EXTRAIT DU TEXTE>
____________

Rohmer, Barnet, Tom Cruise… : les livres de cinéma à lire ce mois-ci



Au travail avec Éric Rohmer de Victorien Daoût (Capricci) et Éric (L’Ami Rohmer) de Rosette (Les Éditions de Paris Max Chaleil)

Les films d’Éric Rohmer ont été abondamment analysés, une biographie a été écrite, le cinéaste s’est lui-même régulièrement prêté au jeu de l’entretien. Ainsi, les cinquante témoignages des proches collaborateurs·trices du cinéaste (comédien·nes, chef opérateur, monteuses, ingénieurs du son, producteurs) recueillis par Victorien Daoût, ainsi que le témoignage littéraire et intime de Rosette, l’une des comédiennes et amies de Rohmer, permettent d’apporter encore un nouvel éclairage sur cette œuvre majeure du cinéma français.

En plus de la singularité de chaque relation tissée avec le cinéaste, ces nombreux témoignages permettent de rendre compte d’un certain nombre de constantes qui dessineraient en creux la singularité d’un regard et d’une certaine conception du cinéma. Ces témoignages sont d’autant plus précieux qu’ils sont publiés à un moment critique (dans tous les sens du terme) important, où la figure de l’Auteur est largement remise en cause par de nombreuses voix d’actrices et de techniciennes. Ici, l’œuvre n’est pas appréhendée d’un point de vue théorique, mais bien à travers l’expérience concrète de ses collaborateurs·trices : une manière passionnante de renverser les perspectives habituelles, sans pour autant sacrifier la notion d’auteur.

____________

OBJECTIF ÉNONCÉ>
Selon l'extrait ci-dessus sur les livres consacrés à Éric Rohmer, combien de témoignages Victorien Daoût a-t-il recueillis ? Répondez en une phrase, s'il vous plaît.

[Extrait d'un jeu de données]
____________

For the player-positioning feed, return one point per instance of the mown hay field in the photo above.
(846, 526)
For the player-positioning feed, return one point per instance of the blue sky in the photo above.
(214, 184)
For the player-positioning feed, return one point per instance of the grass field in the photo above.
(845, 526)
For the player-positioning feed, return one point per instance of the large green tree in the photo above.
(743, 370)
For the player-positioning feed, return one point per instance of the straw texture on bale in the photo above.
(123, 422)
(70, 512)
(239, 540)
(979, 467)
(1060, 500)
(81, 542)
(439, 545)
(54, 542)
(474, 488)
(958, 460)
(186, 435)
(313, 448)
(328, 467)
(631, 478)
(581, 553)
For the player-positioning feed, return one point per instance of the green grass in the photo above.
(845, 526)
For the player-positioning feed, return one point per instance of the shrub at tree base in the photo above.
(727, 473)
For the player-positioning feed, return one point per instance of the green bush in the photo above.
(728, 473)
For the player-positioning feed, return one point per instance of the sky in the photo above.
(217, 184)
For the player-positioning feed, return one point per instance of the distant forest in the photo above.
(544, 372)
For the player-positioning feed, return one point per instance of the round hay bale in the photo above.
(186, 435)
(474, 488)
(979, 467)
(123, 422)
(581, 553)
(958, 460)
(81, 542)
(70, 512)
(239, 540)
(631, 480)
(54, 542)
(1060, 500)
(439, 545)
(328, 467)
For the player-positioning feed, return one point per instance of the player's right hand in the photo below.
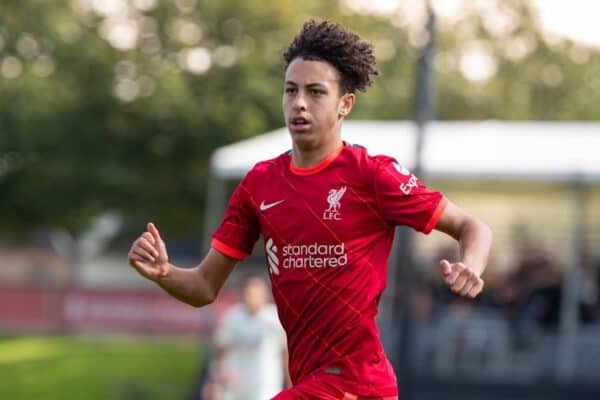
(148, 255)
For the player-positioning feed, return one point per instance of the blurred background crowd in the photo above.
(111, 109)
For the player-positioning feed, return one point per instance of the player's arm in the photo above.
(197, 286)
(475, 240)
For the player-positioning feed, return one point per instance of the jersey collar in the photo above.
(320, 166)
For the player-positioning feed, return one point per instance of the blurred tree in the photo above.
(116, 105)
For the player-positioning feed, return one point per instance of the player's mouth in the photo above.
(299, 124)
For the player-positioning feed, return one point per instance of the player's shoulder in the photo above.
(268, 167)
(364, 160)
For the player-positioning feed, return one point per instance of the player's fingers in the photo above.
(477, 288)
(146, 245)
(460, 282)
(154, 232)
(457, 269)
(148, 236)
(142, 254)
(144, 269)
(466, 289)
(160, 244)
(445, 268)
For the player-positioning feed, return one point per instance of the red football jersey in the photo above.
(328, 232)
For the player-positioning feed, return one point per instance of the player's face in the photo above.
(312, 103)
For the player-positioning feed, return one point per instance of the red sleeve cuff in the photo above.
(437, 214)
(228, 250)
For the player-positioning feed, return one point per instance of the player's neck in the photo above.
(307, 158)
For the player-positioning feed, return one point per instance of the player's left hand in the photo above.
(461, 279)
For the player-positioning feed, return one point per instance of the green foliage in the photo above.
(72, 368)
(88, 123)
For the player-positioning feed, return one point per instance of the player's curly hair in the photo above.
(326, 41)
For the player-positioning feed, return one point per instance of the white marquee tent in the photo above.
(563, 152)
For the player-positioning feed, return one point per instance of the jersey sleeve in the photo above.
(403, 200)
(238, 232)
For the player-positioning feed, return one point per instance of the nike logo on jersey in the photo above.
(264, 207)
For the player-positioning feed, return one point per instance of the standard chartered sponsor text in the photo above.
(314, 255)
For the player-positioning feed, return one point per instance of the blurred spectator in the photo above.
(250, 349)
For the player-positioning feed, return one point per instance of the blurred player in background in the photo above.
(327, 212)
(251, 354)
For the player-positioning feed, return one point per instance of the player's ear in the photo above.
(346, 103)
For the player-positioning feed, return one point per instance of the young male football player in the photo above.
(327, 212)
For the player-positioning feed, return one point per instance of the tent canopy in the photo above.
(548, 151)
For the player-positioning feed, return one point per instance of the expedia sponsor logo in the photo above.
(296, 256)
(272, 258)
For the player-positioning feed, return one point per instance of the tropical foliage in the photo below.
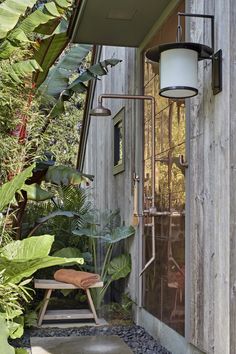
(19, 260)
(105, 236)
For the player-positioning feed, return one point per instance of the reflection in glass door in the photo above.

____________

RÉSULTAT>
Victorien Daoût a recueilli cinquante témoignages de proches collaborateurs·trices d'Éric Rohmer.